If you are Anthony Horowitz, you hesitate. You search for reasons not to do it. That there’s a bit of a Doyle bandwagon, what with the Sherlock film and a whole pile of other books. You don’t want people to think you’re cashing in. You think some other sequels haven’t... well let’s just say, they’ve been a bit disappointing.

But here’s the most important, truest reason. It’s the end of September, 2010 and you’ve never been busier. When the man across the table at the Soho tapas restaurant makes his offer, the amount of work you have on the stocks is more than many writers get through in their lives. That script for the Tintin sequel for Stephen Spielberg and Peter Jackson. The one for Warner Brothers about Arsène Lupin. The last children’s novel in the Power of Five series, the one you’ve been trying to finish for far too long. The ten-part drama series for ITV that you really can’t put on the backburner for the simple reason that your wife is the producer.
+===+
**Prompt**:
In the passage about Anthony Horowitz, why is the ITV drama series something that can't be put on the backburner?
+===+
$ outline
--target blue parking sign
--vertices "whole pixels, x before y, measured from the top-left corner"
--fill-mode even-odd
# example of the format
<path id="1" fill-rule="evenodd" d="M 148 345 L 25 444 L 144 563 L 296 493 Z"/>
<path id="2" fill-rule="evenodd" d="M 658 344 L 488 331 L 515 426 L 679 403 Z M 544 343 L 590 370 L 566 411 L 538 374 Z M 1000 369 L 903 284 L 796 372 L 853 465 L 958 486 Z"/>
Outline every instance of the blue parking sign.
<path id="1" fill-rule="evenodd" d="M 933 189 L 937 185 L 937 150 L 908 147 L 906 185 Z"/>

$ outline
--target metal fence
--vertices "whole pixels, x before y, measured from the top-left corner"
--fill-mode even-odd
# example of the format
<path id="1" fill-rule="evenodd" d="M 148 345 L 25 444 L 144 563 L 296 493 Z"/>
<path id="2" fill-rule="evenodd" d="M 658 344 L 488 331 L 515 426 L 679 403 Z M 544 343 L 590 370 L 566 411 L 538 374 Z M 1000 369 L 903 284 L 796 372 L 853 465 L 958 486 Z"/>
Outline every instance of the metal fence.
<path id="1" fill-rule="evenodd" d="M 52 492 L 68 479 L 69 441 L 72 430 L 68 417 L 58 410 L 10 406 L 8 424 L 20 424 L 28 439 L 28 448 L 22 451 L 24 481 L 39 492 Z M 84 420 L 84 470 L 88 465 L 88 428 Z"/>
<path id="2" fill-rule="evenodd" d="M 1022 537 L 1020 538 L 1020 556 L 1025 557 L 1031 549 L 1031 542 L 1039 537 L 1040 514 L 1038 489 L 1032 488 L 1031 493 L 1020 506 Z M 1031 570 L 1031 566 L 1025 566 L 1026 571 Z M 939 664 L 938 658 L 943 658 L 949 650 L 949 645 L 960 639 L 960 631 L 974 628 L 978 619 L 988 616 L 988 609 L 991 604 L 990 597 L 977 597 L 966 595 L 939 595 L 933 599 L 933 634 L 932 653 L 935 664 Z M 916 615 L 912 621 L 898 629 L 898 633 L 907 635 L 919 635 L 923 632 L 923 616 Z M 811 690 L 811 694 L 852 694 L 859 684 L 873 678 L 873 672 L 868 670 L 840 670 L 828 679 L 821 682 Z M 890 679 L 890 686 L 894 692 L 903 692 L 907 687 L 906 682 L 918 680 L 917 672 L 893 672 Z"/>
+===+
**Worked answer**:
It can't be put on the backburner because his wife is the producer.